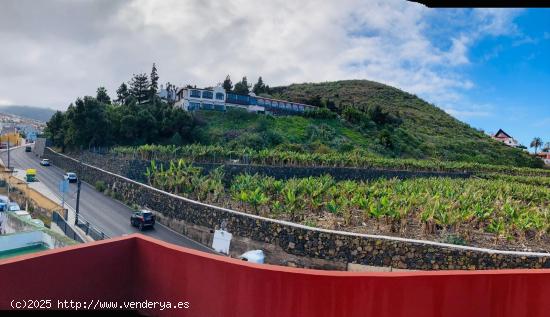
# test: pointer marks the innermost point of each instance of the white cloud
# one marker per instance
(5, 102)
(200, 41)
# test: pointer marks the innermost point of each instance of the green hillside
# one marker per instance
(36, 113)
(381, 119)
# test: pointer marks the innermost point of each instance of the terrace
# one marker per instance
(138, 268)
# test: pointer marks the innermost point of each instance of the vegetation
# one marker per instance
(536, 143)
(356, 158)
(374, 119)
(137, 117)
(414, 129)
(441, 208)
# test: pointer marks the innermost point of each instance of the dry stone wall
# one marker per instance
(297, 245)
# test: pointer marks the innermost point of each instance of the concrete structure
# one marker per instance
(167, 93)
(191, 99)
(143, 270)
(545, 156)
(19, 233)
(505, 138)
(292, 244)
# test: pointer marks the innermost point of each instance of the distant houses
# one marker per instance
(217, 99)
(505, 138)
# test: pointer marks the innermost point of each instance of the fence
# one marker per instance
(90, 230)
(65, 227)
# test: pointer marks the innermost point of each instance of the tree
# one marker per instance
(242, 87)
(122, 93)
(54, 129)
(153, 86)
(139, 87)
(82, 122)
(227, 84)
(102, 95)
(536, 143)
(259, 87)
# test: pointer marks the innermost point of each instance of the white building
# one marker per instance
(191, 99)
(505, 138)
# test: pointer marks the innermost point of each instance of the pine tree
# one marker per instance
(242, 87)
(259, 87)
(122, 93)
(103, 96)
(153, 87)
(139, 87)
(227, 84)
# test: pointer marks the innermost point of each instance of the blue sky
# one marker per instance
(510, 75)
(487, 67)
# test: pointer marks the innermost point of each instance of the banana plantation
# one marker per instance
(357, 158)
(490, 210)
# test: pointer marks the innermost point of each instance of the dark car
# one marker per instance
(4, 200)
(71, 177)
(142, 219)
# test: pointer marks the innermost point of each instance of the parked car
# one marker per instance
(13, 207)
(71, 177)
(142, 219)
(4, 200)
(23, 214)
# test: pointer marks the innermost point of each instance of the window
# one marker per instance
(193, 106)
(195, 93)
(207, 94)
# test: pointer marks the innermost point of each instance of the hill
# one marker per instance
(36, 113)
(419, 129)
(383, 120)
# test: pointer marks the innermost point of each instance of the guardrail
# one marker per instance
(90, 229)
(65, 227)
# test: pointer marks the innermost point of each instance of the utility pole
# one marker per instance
(77, 200)
(9, 154)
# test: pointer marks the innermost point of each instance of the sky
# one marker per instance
(487, 67)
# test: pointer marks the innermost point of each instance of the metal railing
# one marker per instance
(65, 227)
(90, 229)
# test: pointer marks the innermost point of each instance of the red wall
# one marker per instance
(141, 268)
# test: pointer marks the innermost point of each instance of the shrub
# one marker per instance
(100, 186)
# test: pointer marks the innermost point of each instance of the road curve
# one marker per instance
(107, 214)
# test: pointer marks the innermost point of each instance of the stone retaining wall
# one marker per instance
(304, 246)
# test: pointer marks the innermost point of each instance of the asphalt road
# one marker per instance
(109, 215)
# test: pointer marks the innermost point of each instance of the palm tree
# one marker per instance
(536, 143)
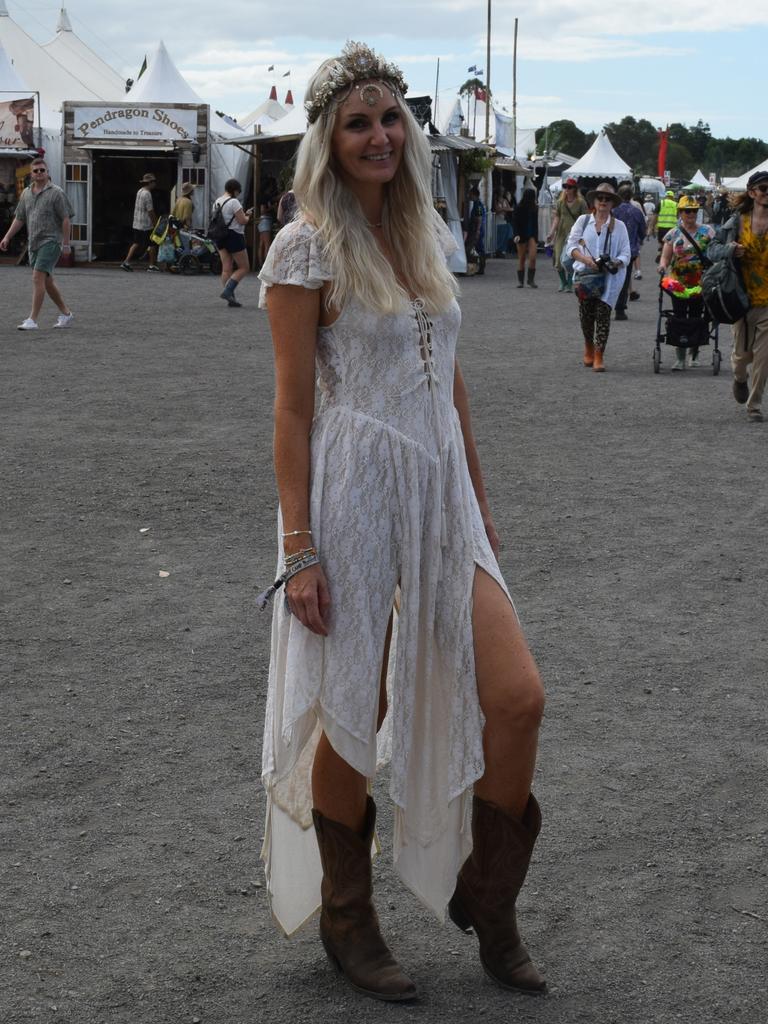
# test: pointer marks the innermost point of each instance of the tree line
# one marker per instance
(637, 142)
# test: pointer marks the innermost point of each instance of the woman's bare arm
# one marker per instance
(294, 314)
(461, 400)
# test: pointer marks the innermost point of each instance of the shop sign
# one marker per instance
(141, 123)
(17, 124)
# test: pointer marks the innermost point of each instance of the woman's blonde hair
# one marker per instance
(357, 265)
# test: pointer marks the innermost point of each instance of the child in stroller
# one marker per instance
(680, 266)
(185, 251)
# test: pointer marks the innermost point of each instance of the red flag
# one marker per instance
(664, 138)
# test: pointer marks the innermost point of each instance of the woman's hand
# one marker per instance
(309, 599)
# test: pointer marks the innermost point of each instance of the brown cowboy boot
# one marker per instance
(349, 926)
(486, 890)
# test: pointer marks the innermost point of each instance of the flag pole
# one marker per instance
(487, 79)
(436, 84)
(514, 95)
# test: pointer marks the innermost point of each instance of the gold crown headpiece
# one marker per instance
(356, 64)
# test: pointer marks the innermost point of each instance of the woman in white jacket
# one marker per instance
(598, 244)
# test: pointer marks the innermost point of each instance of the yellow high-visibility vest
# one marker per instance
(667, 214)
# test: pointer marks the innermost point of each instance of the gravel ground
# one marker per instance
(138, 509)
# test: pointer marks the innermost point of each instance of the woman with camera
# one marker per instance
(599, 246)
(525, 227)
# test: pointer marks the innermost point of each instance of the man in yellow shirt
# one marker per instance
(183, 208)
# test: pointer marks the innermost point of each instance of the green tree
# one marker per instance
(679, 162)
(563, 136)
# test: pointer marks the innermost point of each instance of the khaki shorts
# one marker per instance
(46, 257)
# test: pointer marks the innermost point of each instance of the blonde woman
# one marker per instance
(381, 506)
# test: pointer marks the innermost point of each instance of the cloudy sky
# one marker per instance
(663, 60)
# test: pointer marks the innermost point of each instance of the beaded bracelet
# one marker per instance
(296, 566)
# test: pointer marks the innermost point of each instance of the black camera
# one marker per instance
(607, 264)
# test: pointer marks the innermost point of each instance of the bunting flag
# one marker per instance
(664, 138)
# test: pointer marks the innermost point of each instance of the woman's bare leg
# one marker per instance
(511, 696)
(338, 791)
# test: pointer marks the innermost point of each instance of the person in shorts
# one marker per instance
(44, 210)
(143, 221)
(235, 264)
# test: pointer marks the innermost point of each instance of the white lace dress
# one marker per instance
(391, 503)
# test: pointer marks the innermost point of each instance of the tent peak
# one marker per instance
(65, 25)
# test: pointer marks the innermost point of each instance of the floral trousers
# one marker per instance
(594, 315)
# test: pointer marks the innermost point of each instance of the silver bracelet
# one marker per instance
(263, 599)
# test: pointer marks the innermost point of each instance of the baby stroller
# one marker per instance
(197, 254)
(685, 332)
(182, 251)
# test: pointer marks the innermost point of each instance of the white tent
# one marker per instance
(70, 50)
(700, 180)
(293, 125)
(739, 183)
(265, 114)
(163, 83)
(44, 73)
(600, 161)
(522, 143)
(12, 86)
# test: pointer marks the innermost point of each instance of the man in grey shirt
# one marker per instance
(143, 221)
(45, 211)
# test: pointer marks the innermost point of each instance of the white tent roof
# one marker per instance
(293, 125)
(739, 183)
(11, 82)
(501, 128)
(43, 73)
(164, 83)
(600, 161)
(73, 53)
(266, 113)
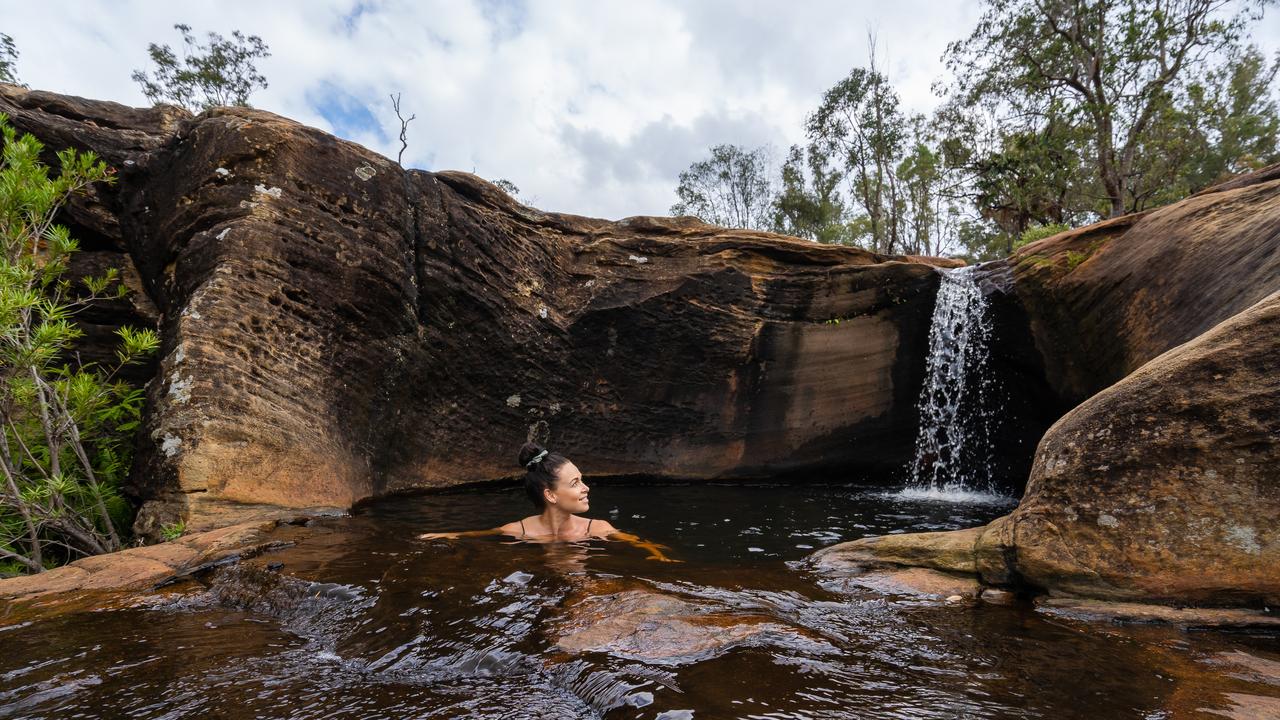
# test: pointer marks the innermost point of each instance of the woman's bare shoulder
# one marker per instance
(602, 528)
(512, 529)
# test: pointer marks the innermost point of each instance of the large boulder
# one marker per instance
(1162, 487)
(336, 327)
(1107, 297)
(1165, 486)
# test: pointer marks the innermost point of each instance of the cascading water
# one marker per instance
(954, 447)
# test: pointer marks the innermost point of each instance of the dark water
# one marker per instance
(361, 620)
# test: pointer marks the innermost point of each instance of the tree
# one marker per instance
(405, 122)
(64, 427)
(809, 204)
(1112, 68)
(208, 76)
(731, 188)
(507, 186)
(8, 59)
(860, 128)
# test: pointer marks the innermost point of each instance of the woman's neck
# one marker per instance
(558, 522)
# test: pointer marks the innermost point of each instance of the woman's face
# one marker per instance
(570, 491)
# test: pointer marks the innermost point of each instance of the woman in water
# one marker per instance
(556, 488)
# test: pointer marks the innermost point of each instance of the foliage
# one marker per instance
(731, 188)
(1116, 69)
(859, 128)
(1057, 113)
(206, 76)
(8, 59)
(64, 427)
(1040, 232)
(507, 186)
(174, 531)
(809, 203)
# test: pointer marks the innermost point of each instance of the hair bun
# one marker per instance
(528, 452)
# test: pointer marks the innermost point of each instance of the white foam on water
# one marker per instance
(955, 495)
(954, 449)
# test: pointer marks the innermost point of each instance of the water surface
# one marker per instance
(361, 620)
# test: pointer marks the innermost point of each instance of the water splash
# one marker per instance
(954, 458)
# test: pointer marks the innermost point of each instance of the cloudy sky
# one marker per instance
(588, 106)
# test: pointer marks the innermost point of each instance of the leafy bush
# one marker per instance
(64, 427)
(1040, 232)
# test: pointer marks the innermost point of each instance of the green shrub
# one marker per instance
(64, 428)
(1040, 232)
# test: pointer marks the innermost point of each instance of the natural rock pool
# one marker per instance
(359, 619)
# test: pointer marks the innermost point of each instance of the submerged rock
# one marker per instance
(337, 327)
(634, 621)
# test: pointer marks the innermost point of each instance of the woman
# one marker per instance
(556, 488)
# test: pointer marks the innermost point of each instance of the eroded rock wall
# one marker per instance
(1164, 484)
(1107, 297)
(336, 327)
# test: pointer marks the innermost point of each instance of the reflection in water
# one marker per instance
(365, 621)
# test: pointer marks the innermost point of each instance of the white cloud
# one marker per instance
(589, 106)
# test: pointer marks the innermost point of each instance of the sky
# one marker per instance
(589, 106)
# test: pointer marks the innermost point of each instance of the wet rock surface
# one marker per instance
(124, 575)
(635, 621)
(1161, 487)
(1105, 299)
(336, 327)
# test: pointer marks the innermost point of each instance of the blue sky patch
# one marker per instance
(348, 115)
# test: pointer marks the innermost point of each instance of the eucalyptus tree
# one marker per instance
(732, 188)
(860, 130)
(1116, 69)
(8, 59)
(222, 72)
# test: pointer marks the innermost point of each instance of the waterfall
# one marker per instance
(954, 446)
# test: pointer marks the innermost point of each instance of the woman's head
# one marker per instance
(551, 478)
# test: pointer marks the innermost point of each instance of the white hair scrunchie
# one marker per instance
(535, 460)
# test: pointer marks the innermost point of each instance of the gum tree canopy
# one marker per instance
(1116, 68)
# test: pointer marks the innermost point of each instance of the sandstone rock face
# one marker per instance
(1107, 297)
(1161, 488)
(1165, 486)
(336, 327)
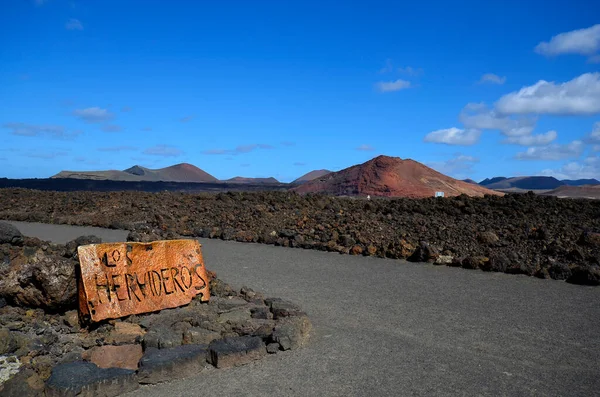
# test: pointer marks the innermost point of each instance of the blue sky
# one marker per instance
(270, 88)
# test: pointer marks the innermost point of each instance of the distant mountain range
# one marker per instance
(183, 172)
(390, 177)
(241, 179)
(381, 176)
(533, 182)
(310, 176)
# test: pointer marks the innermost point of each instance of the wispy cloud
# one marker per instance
(391, 86)
(111, 128)
(216, 152)
(73, 24)
(454, 136)
(45, 155)
(116, 149)
(492, 78)
(407, 70)
(532, 140)
(365, 148)
(410, 71)
(587, 169)
(459, 166)
(552, 152)
(581, 41)
(594, 136)
(238, 150)
(93, 115)
(32, 130)
(580, 96)
(479, 116)
(389, 67)
(164, 151)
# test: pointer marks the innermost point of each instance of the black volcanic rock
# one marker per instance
(524, 182)
(580, 182)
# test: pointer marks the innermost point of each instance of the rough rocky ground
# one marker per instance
(45, 349)
(523, 234)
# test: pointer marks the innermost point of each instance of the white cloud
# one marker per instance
(594, 136)
(478, 116)
(492, 79)
(580, 41)
(454, 136)
(111, 128)
(552, 152)
(388, 67)
(532, 140)
(93, 115)
(74, 24)
(391, 86)
(32, 130)
(164, 151)
(580, 96)
(588, 169)
(458, 166)
(408, 70)
(241, 149)
(365, 148)
(116, 148)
═══
▶ **Task details**: Copy out each line of the data above, exactly, if it lies between the line holding "woman's bare arm" and the line holding "the flag pole", inclusive; copy no other line.

▶ **Output below**:
# test: pointer marks the innermost point of each instance of the woman's bare arm
# one marker per instance
(294, 314)
(461, 400)
# test: pointer marks the innermost point of each instance of the shop sign
# one marker per instance
(141, 123)
(17, 124)
# test: pointer marks the innermost point of each instance of the woman's blonde hair
# one marker per instance
(357, 265)
# test: pointer marks the innermost point of each instance of the child in stroller
# one marker per instance
(680, 266)
(185, 251)
# test: pointer marks the innermost point of each instance of the red flag
# one marker per instance
(664, 138)
# test: pointer marks the innermost point of each instance of the woman's hand
# one marker per instance
(309, 599)
# test: pointer marks the innermost point of each instance of the brown cowboy boot
# one marker per instance
(349, 926)
(486, 890)
# test: pointer marks the innermost point of each instance of the flag pole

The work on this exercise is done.